SUPPLIED MATERIAL:
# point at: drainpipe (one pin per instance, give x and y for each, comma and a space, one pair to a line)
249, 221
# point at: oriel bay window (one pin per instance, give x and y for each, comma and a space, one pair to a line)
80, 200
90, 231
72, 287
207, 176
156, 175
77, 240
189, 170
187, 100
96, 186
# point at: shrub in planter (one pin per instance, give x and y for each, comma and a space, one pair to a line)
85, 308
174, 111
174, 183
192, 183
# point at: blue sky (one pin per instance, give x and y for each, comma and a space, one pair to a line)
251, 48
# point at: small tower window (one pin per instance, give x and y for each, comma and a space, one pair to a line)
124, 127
--
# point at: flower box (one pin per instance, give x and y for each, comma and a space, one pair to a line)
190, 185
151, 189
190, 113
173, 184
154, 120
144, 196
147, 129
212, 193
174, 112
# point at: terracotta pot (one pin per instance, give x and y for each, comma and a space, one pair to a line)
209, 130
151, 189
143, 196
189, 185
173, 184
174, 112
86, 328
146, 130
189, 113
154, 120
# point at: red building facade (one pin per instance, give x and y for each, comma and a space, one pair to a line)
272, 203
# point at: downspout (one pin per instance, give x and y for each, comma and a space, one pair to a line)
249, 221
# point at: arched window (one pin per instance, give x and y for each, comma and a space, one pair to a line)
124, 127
==
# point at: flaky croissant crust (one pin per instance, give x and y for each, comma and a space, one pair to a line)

PROBLEM DESCRIPTION: How many lines in the entries above contain the string "window", matching case exactly? Reply with the number alone.

SOLVED EXERCISE: 3